### EXERCISE OBJECTIVE:
Reproduce each of the lines below word for word, without any changes.

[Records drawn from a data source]

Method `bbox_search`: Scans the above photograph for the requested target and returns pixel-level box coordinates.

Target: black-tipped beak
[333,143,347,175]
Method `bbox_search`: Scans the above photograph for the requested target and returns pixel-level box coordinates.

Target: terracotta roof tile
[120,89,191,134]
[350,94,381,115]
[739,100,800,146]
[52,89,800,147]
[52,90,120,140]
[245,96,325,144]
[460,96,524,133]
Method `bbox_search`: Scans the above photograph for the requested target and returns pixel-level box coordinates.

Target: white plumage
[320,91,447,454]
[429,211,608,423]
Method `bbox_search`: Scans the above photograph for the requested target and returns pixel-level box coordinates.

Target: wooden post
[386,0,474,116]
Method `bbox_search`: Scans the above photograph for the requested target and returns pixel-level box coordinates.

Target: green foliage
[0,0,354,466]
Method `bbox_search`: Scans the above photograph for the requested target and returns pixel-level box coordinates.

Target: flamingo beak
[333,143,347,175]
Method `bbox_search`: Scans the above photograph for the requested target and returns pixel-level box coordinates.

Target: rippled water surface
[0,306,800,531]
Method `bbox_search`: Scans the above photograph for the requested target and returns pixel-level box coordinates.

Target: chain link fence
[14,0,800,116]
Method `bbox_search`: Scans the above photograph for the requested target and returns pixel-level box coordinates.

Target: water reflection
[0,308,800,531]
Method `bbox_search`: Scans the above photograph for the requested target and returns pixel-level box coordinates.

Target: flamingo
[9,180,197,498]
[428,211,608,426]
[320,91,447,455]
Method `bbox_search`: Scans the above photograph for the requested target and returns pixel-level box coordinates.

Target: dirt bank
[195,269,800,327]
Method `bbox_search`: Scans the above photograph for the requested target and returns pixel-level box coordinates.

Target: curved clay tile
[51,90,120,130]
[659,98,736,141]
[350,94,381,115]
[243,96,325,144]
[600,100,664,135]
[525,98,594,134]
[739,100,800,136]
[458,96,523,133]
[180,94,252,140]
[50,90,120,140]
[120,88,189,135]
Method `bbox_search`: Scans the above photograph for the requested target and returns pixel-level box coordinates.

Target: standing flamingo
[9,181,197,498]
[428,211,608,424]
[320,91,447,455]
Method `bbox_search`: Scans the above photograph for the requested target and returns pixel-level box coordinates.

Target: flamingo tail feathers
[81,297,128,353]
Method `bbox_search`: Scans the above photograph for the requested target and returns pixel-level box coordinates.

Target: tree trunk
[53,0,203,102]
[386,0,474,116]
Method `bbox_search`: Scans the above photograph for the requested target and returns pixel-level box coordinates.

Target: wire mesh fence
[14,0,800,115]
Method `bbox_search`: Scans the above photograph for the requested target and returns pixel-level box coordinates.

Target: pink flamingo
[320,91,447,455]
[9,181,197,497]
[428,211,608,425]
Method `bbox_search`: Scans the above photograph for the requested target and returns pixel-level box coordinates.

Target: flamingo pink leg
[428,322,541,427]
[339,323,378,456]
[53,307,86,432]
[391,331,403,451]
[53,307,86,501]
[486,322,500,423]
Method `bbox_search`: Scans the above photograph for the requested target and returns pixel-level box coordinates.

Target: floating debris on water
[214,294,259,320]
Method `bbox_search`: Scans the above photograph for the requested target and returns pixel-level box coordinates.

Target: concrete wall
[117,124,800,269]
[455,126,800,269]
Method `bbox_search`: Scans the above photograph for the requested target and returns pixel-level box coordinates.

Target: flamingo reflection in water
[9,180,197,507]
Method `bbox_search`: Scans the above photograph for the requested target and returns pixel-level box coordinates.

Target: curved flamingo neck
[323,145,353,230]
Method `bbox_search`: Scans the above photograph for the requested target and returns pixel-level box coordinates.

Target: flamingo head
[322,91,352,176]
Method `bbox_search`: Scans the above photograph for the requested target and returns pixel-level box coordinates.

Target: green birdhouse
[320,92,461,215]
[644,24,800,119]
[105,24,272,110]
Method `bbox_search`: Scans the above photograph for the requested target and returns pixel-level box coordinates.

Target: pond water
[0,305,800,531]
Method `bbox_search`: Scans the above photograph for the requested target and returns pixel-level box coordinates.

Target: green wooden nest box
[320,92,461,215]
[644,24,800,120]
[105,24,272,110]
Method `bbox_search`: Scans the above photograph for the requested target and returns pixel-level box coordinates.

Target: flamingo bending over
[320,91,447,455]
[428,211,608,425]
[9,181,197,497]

### FULL RESPONSE:
Method `bbox_search`: Scans the above photograph for the requested target and returns pixel-level box coordinates.

Target: black-tipped beak
[333,143,347,175]
Method `bbox_search`: Scans the above photograph for the requested target and returns pixel-level box coordinates.

Target: terracotta roof tile
[120,89,191,134]
[350,94,381,115]
[739,100,800,146]
[52,89,800,147]
[52,90,120,140]
[245,96,325,144]
[460,96,524,133]
Method `bbox_search`: Scans the above photograph for the requested target and returns pixel-level box coordinates.

Target: white plumage
[320,91,447,454]
[429,211,608,423]
Method `bbox_search`: Scans the above photograph for the requested target and returns pixel-level box coordinates.

Target: wooden post
[386,0,474,116]
Method `bbox_search`: Scans the above photograph for the requested target and returns pixel-level box coordinates.

Target: green foliage
[0,0,354,466]
Method `bbox_search`: Scans the above photograph for the requested target and returns pixel-level box coordinates.

Target: flamingo beak
[333,143,347,175]
Method `bbox_search`: Scans the above photograph for the requested target and returns pixel-level box coordinates.

Target: rippled water surface
[0,306,800,531]
Method `bbox_search`: Scans the above photograph for the requested target and returns pixel-level box coordinates.

Target: chain link fence
[14,0,800,116]
Method `bbox_search`: Scans the above photograph for the requested target and returns pixel-level box coordinates.

Target: water reflection
[0,308,800,531]
Method `bbox_search`: Scans the above photograph for the requested target and returns pixel-level box coordinates.

Target: flamingo
[9,180,197,498]
[428,211,608,426]
[320,91,447,455]
Method `bbox_search`: Scans the above photograph for the requested target and returns pixel-level box coordinates.

Target: dirt bank
[195,269,800,327]
Method `bbox_search`: Scans the above photograph for the requested target and returns pixel-level box coordinates.

Target: curved clay tile
[51,90,120,130]
[659,98,736,141]
[350,94,381,115]
[243,96,325,144]
[600,100,664,135]
[525,98,594,134]
[739,100,800,136]
[458,96,523,133]
[180,94,252,140]
[50,90,120,140]
[120,88,189,135]
Method `bbox_search`: Scans the above photograph for the requested target and returns pixel-level box coordinates.

Target: standing flamingo
[9,181,197,498]
[428,211,608,424]
[320,91,447,455]
Method `bbox_search`: Scans the above photograph for the requested target and returns pixel-level box coordinates.

Target: flamingo tail feathers
[81,297,128,353]
Method `bbox_search`: Scans the above photograph for the requested target and returns pixel-level box coordinates.

Target: tree trunk
[53,0,203,102]
[386,0,474,116]
Method `bbox_search`: Scans the above photograph for the requested target and returns pixel-level box coordinates.

Target: wire mesh fence
[14,0,800,115]
Method `bbox_search`: Scans the above photograph for the requested target and returns pixel-level box coordinates.

Target: pink flamingo
[320,91,447,455]
[9,181,197,497]
[428,211,608,425]
Method `bbox_search`: Scans the above photograph for the requested target and returns pixel-level box coordinates.

Target: flamingo pink leg
[428,322,541,427]
[339,323,378,456]
[53,307,86,432]
[391,331,403,451]
[53,307,86,501]
[486,322,500,423]
Method `bbox_search`: Scans the above photograph for the requested target and returns pixel-level box coordinates.

Target: floating debris on water
[214,294,259,320]
Method `bbox_search`: Scans the above photograph for the requested target and returns pixel-level box coordinates.

Target: concrete wall
[117,124,800,269]
[455,126,800,269]
Method `bbox_search`: Scans the above photograph for the requested target and returns pixel-level box coordinates.

Target: flamingo reflection in water
[9,180,197,507]
Method `bbox_search`: Scans the above photograph for the requested target and returns pixel-level box coordinates.

Target: curved flamingo neck
[323,145,353,230]
Method `bbox_search`: Scans the above photograph for the requested target and returns pixel-level box coordinates.

Target: flamingo head
[322,91,352,176]
Method `bbox_search`: Scans the above photograph for the requested target and returns pixel-level box coordinates.

Target: green birdhouse
[320,92,461,215]
[644,24,800,119]
[105,24,272,110]
Method `bbox_search`: Scans the above photograph for the requested target and returns pixel-level box coordinates.

Target: pond water
[0,305,800,531]
Method `bbox_search`: Scans the above photograph for the requested target and returns pixel-level box coordinates.

Target: green wooden nest box
[320,92,461,215]
[644,24,800,120]
[105,24,272,110]
Method `bbox_search`: Scans the above photograph for the requested target and returns pixel-level box coordinates.

Target: flamingo bending over
[320,91,447,455]
[428,211,608,425]
[9,181,197,497]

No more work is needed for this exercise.